# Objective:
Which lines in the records below contain the word "dormer"? Return each of them unchanged.

# Supplied data:
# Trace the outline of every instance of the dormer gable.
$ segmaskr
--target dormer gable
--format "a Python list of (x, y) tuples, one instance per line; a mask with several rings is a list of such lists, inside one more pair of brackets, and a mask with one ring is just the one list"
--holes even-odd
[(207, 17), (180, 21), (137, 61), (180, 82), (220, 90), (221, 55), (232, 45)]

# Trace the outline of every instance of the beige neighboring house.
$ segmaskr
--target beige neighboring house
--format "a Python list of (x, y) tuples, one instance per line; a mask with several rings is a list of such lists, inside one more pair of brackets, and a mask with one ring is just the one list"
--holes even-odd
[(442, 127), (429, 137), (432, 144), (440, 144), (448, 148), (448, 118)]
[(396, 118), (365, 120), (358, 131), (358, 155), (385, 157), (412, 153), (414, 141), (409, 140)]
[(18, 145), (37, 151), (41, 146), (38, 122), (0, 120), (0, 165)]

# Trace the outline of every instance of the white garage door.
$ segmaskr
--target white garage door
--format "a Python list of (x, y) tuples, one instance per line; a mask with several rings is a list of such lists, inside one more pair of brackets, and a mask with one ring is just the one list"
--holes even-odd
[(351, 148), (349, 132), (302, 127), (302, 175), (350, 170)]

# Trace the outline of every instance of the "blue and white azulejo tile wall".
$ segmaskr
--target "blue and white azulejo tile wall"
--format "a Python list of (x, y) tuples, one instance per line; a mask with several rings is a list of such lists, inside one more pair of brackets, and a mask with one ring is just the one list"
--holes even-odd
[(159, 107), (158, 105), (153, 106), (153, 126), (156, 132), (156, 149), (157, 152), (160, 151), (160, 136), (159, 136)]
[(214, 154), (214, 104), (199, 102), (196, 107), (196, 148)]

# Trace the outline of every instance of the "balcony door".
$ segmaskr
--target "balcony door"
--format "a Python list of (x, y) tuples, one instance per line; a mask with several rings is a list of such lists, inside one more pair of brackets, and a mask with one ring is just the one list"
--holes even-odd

# Written reply:
# Trace the outline of every instance of the dormer gable.
--target dormer gable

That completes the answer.